## Selection
_ _ _

The Adirondack Heart

The Adirondack Heart

 

128 pages

11½ x 9¼ inches

60 full-color images with accompanying writings by John Radigan

Foreword by Elizabeth Folwell

Essay by George DeWolfe

Designed by Bob Aufuldish

Published by Adirondack Photography Institute

 

Suggested Retail Price - USD $39.00 $19.50 (for a limited time, tax and shipping* included)

 

*shipped via Media Mail, which sometimes adds a few days to delivery time


 

 

 
"I feel that the partnership of these two forms of expression best describes my reality, my truth, of the Adirondack experience in all its concrete and unknowable beauty." - from The Adirondack Heart
 

Media Coverage of The Adirondack Heart

 

Read the review in The Weekly Adirondack here: First page, Second page

Listen to John's interview with Todd Moe on North Country Public Radio

 

Companion Video

 

There is a companion video piece to The Adirondack Heart. It can be seen here. 

 
   

 
"The moments he depicts are small, as is the way of all great things." - George DeWolfe, from The Adirondack Heart
 

Q & A with John and Bob Aufuldish (the book's designer)

_ _ _

## Material
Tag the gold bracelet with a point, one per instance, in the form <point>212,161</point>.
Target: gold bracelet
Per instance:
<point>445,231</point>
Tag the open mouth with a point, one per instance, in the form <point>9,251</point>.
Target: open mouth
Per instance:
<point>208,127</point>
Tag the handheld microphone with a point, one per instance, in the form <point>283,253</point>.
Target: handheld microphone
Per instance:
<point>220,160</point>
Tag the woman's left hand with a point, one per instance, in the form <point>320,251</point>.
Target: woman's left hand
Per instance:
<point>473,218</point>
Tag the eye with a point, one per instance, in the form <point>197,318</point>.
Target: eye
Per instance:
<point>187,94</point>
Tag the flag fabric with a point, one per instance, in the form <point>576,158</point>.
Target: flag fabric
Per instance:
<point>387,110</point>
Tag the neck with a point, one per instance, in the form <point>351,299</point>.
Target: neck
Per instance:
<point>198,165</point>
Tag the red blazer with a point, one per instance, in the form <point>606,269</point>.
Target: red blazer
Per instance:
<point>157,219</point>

_ _ _

## Aim of the task
Reproduce the full book listing for The Adirondack Heart word for word. The lines have no connection to the book listing.

## Solved exercise
The Adirondack Heart

The Adirondack Heart

 

128 pages

11½ x 9¼ inches

60 full-color images with accompanying writings by John Radigan

Foreword by Elizabeth Folwell

Essay by George DeWolfe

Designed by Bob Aufuldish

Published by Adirondack Photography Institute

 

Suggested Retail Price - USD $39.00 $19.50 (for a limited time, tax and shipping* included)

 

*shipped via Media Mail, which sometimes adds a few days to delivery time


 

 

 
"I feel that the partnership of these two forms of expression best describes my reality, my truth, of the Adirondack experience in all its concrete and unknowable beauty." - from The Adirondack Heart
 

Media Coverage of The Adirondack Heart

 

Read the review in The Weekly Adirondack here: First page, Second page

Listen to John's interview with Todd Moe on North Country Public Radio

 

Companion Video

 

There is a companion video piece to The Adirondack Heart. It can be seen here. 

 
   

 
"The moments he depicts are small, as is the way of all great things." - George DeWolfe, from The Adirondack Heart
 

Q & A with John and Bob Aufuldish (the book's designer)